-- Directions --
Render the data from its first line through the line containing "(1205, 367)" as a JSON list of strings, one string per line and blank lines omitted.

-- Data from a point labeling set --
__________

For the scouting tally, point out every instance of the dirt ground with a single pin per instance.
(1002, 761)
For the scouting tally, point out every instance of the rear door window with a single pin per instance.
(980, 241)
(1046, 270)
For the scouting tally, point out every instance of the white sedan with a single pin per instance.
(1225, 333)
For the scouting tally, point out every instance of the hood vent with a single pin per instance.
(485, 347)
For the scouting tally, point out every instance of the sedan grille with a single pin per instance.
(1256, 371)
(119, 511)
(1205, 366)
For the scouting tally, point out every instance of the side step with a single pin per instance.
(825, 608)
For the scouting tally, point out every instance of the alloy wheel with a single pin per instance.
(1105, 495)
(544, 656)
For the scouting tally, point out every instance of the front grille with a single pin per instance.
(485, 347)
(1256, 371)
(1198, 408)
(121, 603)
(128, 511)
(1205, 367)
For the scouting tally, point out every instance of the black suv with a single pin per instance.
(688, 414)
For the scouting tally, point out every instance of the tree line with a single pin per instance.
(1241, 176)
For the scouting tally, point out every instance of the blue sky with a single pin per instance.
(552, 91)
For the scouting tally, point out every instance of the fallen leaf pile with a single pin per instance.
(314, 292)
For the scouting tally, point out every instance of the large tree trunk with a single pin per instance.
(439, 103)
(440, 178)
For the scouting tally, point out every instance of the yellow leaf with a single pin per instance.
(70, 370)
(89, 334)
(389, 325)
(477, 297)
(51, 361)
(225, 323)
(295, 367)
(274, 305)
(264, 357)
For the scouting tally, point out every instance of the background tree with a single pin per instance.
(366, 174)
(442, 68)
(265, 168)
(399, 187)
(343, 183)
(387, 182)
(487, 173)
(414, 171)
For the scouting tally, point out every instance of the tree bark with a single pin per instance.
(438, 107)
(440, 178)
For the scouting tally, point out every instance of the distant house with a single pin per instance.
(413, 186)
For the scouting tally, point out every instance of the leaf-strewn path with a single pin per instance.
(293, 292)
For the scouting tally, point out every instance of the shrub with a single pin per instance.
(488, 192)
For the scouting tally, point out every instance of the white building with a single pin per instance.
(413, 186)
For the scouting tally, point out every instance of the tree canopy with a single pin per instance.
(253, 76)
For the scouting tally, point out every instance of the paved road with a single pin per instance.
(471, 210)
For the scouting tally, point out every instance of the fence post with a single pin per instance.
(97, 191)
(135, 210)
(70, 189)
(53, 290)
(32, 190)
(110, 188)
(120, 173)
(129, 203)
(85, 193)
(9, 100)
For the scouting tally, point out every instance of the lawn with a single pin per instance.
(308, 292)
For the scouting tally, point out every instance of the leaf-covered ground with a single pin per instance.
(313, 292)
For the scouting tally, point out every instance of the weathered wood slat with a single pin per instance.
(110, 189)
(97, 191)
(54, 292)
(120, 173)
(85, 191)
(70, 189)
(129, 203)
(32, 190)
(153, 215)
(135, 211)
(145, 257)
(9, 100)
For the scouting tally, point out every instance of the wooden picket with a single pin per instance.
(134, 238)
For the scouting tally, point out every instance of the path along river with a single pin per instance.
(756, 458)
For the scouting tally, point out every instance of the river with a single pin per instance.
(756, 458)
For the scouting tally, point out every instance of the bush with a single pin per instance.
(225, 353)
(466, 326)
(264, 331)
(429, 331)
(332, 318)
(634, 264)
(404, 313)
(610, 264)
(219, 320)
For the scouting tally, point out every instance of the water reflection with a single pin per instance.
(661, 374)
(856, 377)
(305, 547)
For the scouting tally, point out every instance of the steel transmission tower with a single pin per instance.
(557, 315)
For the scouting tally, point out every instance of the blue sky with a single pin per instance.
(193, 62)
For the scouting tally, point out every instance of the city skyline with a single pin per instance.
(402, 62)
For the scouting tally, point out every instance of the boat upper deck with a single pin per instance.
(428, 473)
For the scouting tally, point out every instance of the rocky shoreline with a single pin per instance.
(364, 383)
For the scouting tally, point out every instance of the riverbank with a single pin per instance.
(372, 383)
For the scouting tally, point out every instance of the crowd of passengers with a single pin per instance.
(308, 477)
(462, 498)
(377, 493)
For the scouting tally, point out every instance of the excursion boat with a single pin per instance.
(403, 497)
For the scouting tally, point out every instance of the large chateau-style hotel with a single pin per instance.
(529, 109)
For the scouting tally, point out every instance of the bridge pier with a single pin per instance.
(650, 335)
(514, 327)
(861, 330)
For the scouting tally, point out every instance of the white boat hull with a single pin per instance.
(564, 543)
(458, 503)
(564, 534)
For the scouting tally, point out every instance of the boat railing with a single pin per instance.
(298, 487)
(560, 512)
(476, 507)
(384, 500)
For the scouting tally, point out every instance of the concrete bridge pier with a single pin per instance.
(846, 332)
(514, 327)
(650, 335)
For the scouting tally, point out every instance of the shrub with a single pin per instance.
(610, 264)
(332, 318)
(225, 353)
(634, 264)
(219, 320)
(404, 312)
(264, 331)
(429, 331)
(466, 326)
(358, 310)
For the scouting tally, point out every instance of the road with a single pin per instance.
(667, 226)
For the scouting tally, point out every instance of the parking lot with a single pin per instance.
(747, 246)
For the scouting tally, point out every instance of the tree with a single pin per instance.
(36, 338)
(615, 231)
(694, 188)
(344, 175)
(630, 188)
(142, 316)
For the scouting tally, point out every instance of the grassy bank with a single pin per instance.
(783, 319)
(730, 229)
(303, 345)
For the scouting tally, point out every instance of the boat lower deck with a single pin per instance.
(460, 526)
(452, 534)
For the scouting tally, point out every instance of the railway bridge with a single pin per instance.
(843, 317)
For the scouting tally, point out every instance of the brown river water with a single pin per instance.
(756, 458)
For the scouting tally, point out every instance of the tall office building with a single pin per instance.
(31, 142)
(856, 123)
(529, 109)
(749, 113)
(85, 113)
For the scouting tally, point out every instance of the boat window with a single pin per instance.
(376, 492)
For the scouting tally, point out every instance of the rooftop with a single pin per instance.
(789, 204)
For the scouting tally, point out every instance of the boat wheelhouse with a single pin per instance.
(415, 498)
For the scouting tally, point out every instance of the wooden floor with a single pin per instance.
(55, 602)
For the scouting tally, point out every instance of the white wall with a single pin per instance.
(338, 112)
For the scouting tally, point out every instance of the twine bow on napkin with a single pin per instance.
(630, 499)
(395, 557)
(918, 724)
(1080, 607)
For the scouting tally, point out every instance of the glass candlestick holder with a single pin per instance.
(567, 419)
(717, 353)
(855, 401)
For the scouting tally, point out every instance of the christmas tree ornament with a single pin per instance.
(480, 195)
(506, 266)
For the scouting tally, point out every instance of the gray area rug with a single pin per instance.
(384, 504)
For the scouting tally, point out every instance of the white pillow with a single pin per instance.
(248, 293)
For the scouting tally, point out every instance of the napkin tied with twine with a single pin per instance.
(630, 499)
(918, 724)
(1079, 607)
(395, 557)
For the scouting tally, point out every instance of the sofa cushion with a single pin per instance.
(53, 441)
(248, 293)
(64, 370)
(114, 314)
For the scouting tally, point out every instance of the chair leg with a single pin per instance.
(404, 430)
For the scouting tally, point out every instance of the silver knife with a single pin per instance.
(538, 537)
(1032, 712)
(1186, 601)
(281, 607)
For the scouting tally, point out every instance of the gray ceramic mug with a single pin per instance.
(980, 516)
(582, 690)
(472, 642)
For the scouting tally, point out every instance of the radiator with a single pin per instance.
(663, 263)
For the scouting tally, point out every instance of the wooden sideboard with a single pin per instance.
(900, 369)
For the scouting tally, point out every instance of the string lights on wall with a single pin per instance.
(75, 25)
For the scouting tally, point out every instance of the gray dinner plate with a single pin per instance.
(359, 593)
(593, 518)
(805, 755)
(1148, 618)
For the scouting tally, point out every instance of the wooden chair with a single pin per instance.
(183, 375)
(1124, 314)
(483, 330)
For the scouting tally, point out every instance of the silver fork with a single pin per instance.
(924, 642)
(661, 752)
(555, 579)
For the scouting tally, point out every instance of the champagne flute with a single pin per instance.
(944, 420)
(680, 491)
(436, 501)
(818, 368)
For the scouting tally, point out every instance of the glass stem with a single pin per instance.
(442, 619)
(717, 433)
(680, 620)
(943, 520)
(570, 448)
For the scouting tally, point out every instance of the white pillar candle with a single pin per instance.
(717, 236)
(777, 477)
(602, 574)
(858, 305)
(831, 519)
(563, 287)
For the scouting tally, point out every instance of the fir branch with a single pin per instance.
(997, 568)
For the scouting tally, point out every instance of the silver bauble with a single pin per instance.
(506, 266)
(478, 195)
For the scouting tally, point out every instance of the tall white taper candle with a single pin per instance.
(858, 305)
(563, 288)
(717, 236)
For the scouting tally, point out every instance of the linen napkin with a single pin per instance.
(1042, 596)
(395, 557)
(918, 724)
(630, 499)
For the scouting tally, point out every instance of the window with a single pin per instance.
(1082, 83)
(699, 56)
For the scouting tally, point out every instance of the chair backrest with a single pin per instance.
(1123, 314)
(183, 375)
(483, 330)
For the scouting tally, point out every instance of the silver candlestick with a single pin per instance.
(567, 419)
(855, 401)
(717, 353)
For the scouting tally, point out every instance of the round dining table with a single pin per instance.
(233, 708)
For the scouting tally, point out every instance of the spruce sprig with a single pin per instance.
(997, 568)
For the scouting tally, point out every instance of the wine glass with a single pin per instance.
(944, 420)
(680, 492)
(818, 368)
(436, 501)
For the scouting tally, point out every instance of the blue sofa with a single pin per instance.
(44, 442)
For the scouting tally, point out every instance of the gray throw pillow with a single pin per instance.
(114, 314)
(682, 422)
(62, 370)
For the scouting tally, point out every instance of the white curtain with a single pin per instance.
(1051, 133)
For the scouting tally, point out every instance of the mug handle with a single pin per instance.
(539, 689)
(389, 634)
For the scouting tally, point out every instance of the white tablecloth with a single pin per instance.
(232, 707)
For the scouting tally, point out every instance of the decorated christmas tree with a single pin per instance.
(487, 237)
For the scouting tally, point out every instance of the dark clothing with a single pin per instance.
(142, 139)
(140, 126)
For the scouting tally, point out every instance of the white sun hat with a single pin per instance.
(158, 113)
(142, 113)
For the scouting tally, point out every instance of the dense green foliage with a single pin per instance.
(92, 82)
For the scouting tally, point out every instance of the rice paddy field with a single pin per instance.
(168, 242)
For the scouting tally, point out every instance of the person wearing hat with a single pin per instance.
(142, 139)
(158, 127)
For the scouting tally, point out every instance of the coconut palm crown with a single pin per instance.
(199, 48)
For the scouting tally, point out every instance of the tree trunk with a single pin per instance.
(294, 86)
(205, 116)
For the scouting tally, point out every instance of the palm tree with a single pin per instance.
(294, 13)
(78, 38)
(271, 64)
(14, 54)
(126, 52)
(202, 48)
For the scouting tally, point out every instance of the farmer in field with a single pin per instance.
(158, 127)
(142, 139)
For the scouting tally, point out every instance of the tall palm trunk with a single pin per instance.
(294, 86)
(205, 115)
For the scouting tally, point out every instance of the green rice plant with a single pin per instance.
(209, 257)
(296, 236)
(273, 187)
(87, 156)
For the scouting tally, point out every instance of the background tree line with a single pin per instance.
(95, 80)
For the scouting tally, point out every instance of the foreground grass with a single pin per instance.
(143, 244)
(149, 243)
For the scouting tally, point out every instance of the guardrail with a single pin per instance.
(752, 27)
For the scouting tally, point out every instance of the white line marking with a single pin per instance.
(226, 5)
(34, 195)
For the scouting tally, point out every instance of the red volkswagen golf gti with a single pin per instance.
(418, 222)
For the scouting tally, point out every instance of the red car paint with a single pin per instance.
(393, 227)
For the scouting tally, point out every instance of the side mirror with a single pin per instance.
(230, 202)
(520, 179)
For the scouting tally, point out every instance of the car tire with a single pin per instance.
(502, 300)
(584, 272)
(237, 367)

__________

-- The solution --
[
  "For the scouting tally, point out every instance of the dirt ground with a single pin per instance.",
  "(1002, 761)",
  "For the scouting tally, point out every instance of the rear door window with a single pin per instance.",
  "(980, 241)",
  "(1046, 270)",
  "For the scouting tally, point out every instance of the white sedan with a single pin per instance.",
  "(1225, 333)",
  "For the scouting tally, point out every instance of the hood vent with a single pin per instance.",
  "(485, 347)",
  "For the scouting tally, point out every instance of the sedan grille with a single pin per instance.",
  "(1256, 371)",
  "(119, 511)",
  "(1205, 366)",
  "For the scouting tally, point out every instance of the side step with a single pin per instance.",
  "(825, 608)",
  "For the scouting tally, point out every instance of the alloy wheel with a single pin per instance.",
  "(1105, 495)",
  "(544, 656)",
  "For the scouting tally, point out every instance of the front grille with a single pin per instance.",
  "(485, 347)",
  "(1256, 371)",
  "(1198, 408)",
  "(121, 603)",
  "(128, 511)",
  "(1205, 367)"
]